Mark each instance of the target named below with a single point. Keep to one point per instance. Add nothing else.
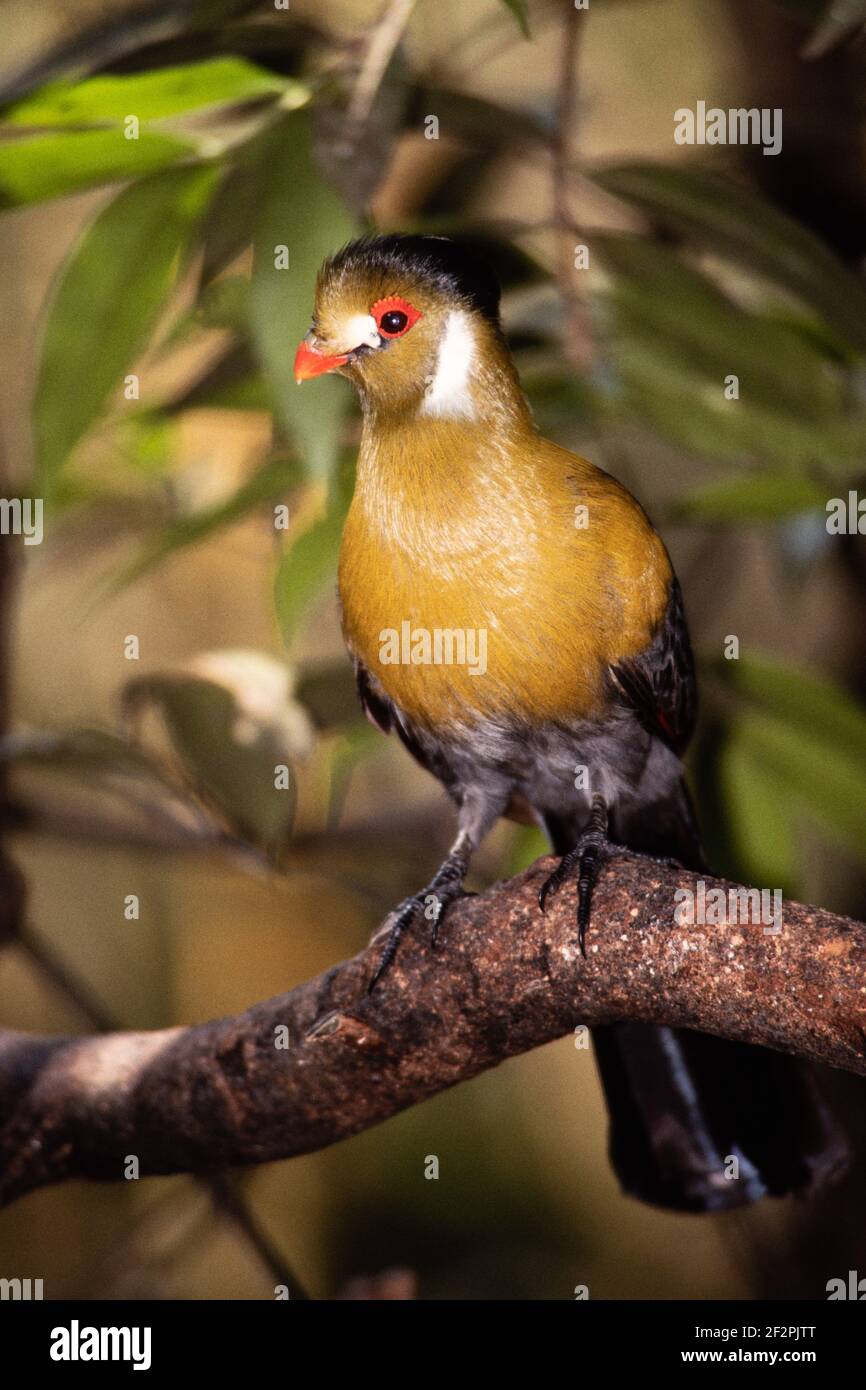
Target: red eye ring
(394, 305)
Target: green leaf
(820, 708)
(356, 742)
(656, 299)
(819, 776)
(759, 816)
(150, 96)
(328, 694)
(234, 723)
(519, 10)
(110, 293)
(53, 166)
(808, 736)
(734, 220)
(310, 562)
(752, 496)
(267, 484)
(298, 211)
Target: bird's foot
(431, 901)
(587, 859)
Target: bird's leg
(587, 856)
(445, 886)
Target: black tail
(683, 1104)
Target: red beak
(310, 363)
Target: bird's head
(413, 321)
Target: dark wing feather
(659, 684)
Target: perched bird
(516, 619)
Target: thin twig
(384, 39)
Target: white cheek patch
(362, 332)
(448, 392)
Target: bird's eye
(394, 316)
(394, 321)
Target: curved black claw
(555, 880)
(405, 915)
(587, 856)
(433, 901)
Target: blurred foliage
(189, 287)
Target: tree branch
(503, 979)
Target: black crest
(455, 268)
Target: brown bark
(503, 979)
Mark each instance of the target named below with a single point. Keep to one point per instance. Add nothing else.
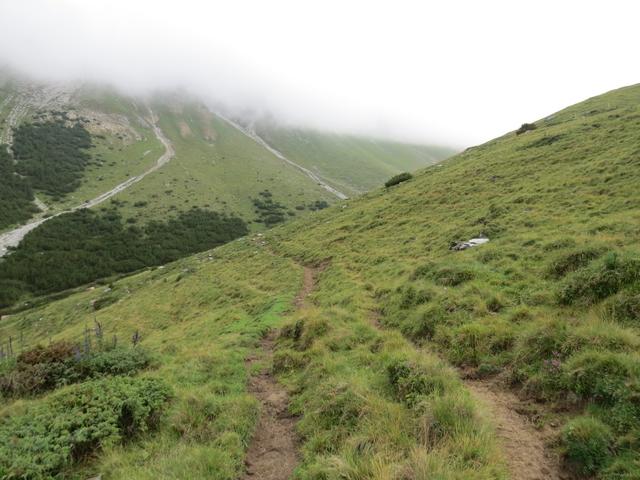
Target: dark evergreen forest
(79, 247)
(16, 197)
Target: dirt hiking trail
(522, 445)
(273, 452)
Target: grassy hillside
(351, 164)
(216, 165)
(548, 308)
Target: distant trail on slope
(258, 139)
(13, 237)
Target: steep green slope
(352, 164)
(215, 165)
(548, 308)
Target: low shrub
(395, 180)
(587, 444)
(624, 467)
(72, 425)
(448, 276)
(526, 127)
(625, 307)
(600, 280)
(602, 376)
(446, 416)
(61, 363)
(411, 382)
(473, 342)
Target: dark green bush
(422, 324)
(526, 127)
(600, 279)
(84, 245)
(602, 376)
(61, 363)
(624, 467)
(587, 444)
(572, 261)
(52, 155)
(625, 307)
(395, 180)
(410, 382)
(448, 276)
(49, 437)
(16, 197)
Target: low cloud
(459, 73)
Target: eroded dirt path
(522, 444)
(273, 452)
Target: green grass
(215, 165)
(350, 163)
(385, 403)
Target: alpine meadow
(251, 241)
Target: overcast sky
(456, 72)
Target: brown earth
(273, 452)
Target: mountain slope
(353, 164)
(546, 308)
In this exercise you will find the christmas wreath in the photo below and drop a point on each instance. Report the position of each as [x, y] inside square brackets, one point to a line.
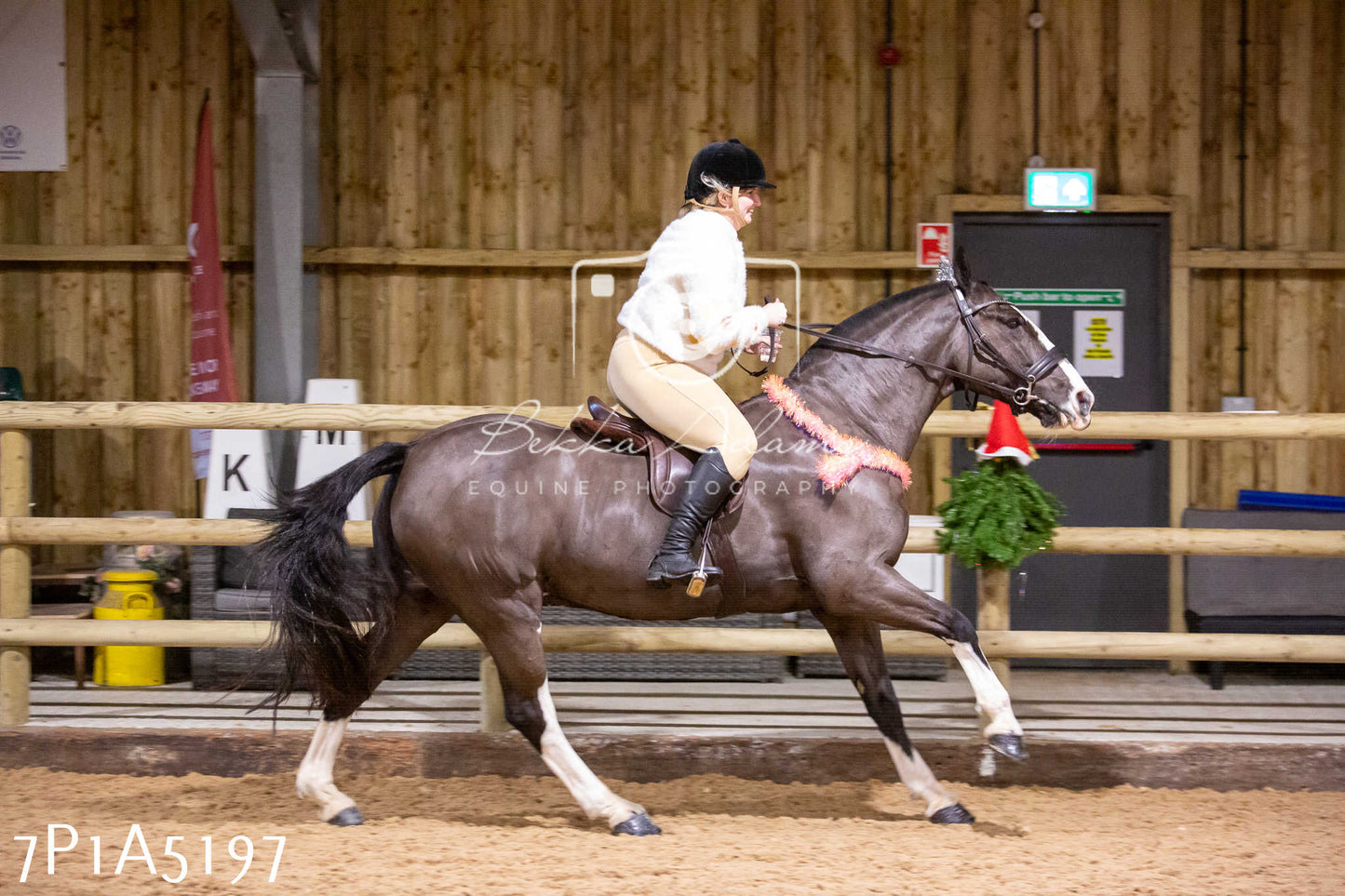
[998, 515]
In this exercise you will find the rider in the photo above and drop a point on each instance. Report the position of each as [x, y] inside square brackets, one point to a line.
[688, 310]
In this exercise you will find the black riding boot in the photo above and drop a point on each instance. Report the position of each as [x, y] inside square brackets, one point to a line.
[705, 490]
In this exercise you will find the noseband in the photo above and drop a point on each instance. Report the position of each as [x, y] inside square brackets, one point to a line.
[1022, 395]
[1020, 398]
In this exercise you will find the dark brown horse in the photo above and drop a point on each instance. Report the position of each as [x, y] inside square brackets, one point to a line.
[490, 518]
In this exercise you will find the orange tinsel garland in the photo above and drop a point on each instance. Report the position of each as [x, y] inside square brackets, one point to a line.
[848, 454]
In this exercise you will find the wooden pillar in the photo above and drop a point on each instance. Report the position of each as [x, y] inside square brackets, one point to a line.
[15, 576]
[993, 609]
[492, 697]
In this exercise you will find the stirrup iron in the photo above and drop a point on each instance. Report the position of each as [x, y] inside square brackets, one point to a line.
[695, 587]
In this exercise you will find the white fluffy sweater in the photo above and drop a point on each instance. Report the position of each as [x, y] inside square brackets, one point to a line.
[689, 303]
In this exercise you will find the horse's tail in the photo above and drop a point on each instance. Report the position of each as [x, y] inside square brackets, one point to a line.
[319, 592]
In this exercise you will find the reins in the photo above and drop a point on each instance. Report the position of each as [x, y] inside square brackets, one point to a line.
[1018, 398]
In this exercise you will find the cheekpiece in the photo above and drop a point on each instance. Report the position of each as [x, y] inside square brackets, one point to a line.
[945, 272]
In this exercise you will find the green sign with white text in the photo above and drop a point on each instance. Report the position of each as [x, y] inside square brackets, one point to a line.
[1067, 298]
[1058, 190]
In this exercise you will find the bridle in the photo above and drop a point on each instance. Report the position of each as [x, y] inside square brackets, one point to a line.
[1020, 397]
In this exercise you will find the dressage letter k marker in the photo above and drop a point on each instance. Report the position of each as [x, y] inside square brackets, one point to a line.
[233, 471]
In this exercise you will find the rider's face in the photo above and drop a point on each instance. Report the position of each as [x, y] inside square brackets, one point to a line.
[748, 202]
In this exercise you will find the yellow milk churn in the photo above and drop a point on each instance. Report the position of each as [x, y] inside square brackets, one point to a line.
[129, 595]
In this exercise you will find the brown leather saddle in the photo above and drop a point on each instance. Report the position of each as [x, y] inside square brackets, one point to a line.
[670, 464]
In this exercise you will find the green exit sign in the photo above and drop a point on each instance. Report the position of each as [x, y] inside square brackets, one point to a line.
[1058, 190]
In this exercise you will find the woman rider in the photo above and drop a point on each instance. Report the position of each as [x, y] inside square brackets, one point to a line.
[688, 310]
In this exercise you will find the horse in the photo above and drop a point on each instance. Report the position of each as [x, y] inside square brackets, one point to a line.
[489, 518]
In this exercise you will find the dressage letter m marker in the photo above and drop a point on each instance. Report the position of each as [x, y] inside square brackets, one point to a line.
[230, 473]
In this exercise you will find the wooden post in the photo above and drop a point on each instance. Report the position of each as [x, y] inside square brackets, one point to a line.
[15, 576]
[492, 697]
[993, 608]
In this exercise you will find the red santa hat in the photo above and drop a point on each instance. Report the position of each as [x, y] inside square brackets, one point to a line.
[1006, 439]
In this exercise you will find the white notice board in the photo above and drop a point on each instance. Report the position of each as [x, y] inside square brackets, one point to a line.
[33, 85]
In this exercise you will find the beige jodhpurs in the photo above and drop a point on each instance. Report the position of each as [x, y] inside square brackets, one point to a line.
[679, 401]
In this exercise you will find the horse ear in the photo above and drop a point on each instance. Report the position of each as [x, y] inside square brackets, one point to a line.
[961, 271]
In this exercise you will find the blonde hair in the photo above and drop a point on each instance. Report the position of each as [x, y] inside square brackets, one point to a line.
[716, 189]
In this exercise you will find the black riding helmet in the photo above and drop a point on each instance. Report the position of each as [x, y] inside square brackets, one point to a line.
[728, 162]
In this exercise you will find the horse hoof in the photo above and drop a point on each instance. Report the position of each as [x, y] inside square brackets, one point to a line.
[638, 825]
[347, 817]
[1008, 745]
[955, 814]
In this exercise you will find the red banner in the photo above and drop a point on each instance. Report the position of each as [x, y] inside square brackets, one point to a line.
[211, 354]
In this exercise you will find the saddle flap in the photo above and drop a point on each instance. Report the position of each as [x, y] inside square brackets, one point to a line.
[670, 463]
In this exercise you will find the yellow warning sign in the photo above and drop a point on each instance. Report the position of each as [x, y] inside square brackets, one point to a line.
[1099, 331]
[1099, 341]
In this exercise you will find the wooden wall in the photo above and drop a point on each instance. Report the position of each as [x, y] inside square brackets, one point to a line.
[568, 126]
[138, 72]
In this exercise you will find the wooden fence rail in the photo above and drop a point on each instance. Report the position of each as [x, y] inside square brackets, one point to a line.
[557, 259]
[18, 531]
[789, 642]
[1091, 540]
[169, 415]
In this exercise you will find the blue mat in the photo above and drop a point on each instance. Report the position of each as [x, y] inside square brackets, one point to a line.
[1248, 500]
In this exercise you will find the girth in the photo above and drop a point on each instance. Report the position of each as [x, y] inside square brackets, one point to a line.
[668, 464]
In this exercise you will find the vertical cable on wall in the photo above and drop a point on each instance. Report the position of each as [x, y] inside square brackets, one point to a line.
[1036, 20]
[1242, 199]
[886, 60]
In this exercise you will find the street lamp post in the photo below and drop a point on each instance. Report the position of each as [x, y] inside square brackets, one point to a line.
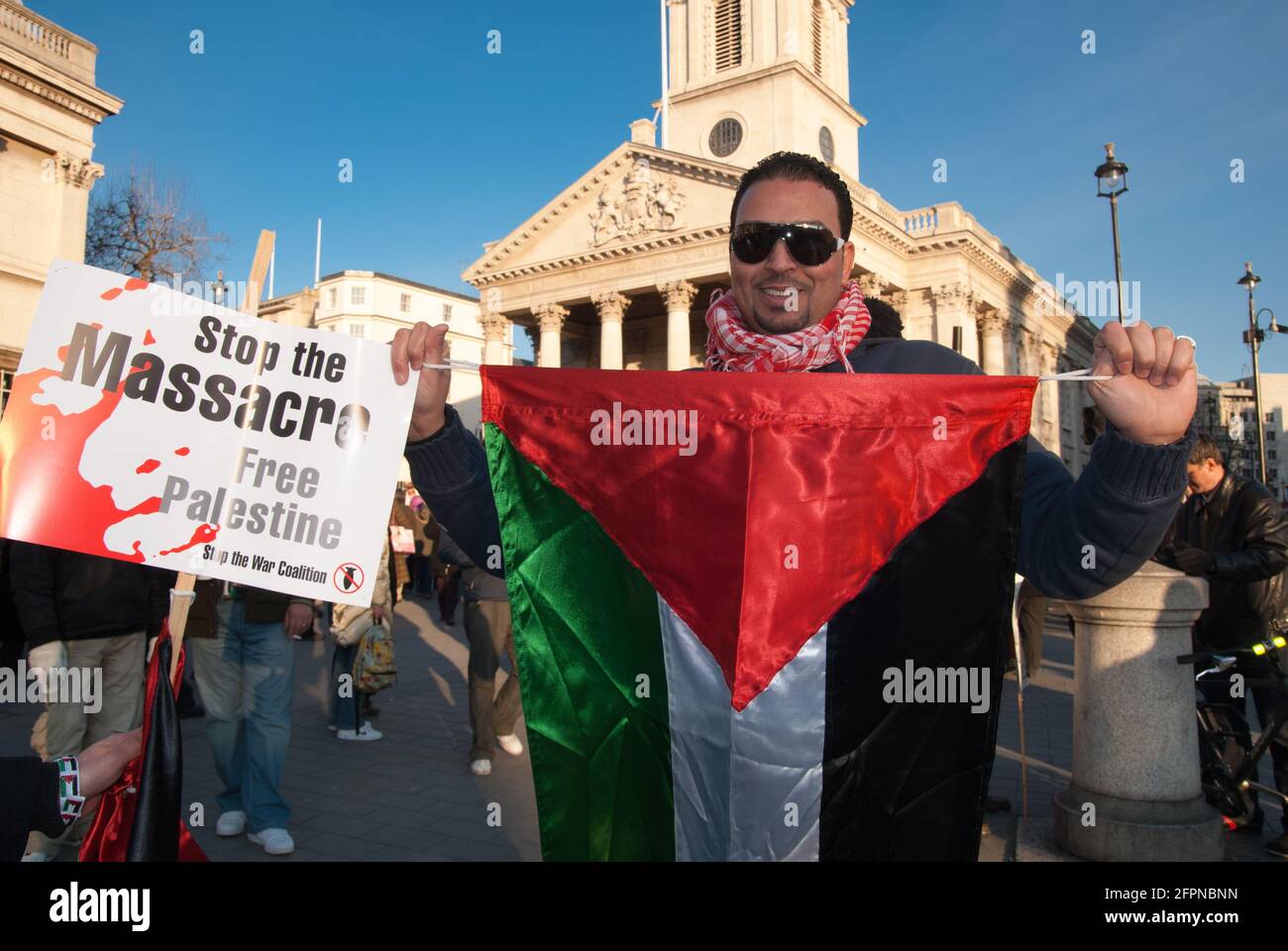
[1112, 182]
[219, 287]
[1253, 337]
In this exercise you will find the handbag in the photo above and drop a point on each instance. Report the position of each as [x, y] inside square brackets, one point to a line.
[374, 667]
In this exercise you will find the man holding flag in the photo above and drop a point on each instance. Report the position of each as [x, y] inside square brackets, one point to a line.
[794, 308]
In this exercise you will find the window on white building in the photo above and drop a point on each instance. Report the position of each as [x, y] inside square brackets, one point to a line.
[728, 34]
[816, 37]
[5, 385]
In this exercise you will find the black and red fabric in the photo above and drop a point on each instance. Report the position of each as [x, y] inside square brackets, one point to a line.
[141, 817]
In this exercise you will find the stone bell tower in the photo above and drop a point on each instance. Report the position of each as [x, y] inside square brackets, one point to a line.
[748, 77]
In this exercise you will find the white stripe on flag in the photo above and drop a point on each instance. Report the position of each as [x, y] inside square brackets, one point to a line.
[746, 785]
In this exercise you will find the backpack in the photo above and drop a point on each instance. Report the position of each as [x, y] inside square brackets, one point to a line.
[374, 668]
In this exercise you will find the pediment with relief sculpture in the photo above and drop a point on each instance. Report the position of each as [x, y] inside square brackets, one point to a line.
[635, 197]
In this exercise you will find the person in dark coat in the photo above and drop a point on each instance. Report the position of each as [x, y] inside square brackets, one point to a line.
[1232, 532]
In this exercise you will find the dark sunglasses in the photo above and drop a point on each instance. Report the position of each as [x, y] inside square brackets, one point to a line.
[807, 244]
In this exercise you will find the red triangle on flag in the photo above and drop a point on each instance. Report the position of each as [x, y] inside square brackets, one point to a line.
[756, 504]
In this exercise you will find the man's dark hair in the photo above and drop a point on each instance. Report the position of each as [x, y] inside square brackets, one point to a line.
[1206, 448]
[797, 167]
[885, 318]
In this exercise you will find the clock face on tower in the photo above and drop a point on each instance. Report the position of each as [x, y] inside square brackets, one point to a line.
[725, 138]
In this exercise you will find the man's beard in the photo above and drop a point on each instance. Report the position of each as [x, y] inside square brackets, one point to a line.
[782, 320]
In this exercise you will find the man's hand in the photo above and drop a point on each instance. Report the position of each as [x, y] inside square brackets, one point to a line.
[410, 351]
[299, 619]
[1154, 389]
[1192, 561]
[102, 763]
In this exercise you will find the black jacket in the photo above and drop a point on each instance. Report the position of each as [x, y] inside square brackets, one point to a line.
[67, 595]
[1245, 535]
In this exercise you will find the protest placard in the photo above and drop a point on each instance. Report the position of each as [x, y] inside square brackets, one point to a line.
[159, 428]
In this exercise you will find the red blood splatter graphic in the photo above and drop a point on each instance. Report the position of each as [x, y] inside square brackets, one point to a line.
[53, 466]
[204, 532]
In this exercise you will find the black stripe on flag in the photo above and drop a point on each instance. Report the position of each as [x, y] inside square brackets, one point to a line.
[907, 781]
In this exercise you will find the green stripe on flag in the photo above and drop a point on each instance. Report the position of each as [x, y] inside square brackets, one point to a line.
[588, 639]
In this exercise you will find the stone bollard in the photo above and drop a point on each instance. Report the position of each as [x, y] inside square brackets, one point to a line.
[1134, 792]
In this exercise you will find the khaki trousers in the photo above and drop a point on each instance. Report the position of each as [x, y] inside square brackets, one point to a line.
[64, 728]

Given task: Retype the part of the records that opens with the line containing "Target: brown earth" and closes with the line containing "[1018, 398]". Leave the pictures out of your copy.

Correct output:
Target: brown earth
(273, 452)
Target: mountain slope
(353, 164)
(546, 308)
In this exercise you will find the christmas wreath in the photo below and drop a point on each instance. Report the position of each as [x, y] inside square brackets, one point to a line.
[998, 515]
In this exercise you will find the rider in the photo above and drop a point on each instance. Report the position of each as [x, y] inside square brackets, one point to a line.
[688, 310]
In this exercise you will find the black riding boot in the photo above and drop a point on each instance. Report the position of each as [x, y] inside square brackets, one point to a line.
[705, 490]
In this exercise you will find the noseband in the photo above and drop a point on each instance. Report the position of each as [x, y] inside square brackets, one point to a line.
[1022, 395]
[1020, 398]
In this exercise you will find the dark brown horse in the photo above and drop a point on each instance. Report the position of each as [x, y] inside square brackets, one point to a line.
[490, 518]
In this exercise you will find the orange tinsel garland in the photo above and drop a point on each instance. Report the position of each as [x, y] inside square brackets, one point to a line.
[848, 454]
In this exercise you will find the wooden pillar in the photo above and drop a point on each instance. Report the position of each as [x, y] inside square brackets, one point to a line.
[15, 576]
[993, 609]
[492, 697]
In this exercise you will find the stirrup iron in the photo above and drop a point on each instance. Report the position of each as [x, y] inside square brackets, one point to a line.
[695, 587]
In this exercise you will find the white fluffy sweater in the photo above and drop a point on each instance. Report the position of each as [x, y] inside square brackets, one point to a line.
[689, 303]
In this exercise you will find the horse's tail in the photo above and drop a point on each instance. Report the position of each as [x, y] inside square brackets, one point to a line.
[319, 592]
In this exercise you will find the reins in the photo above and drop a point on each instance. Report the position of each as [x, y] inside square brackets, one point to a line.
[1018, 398]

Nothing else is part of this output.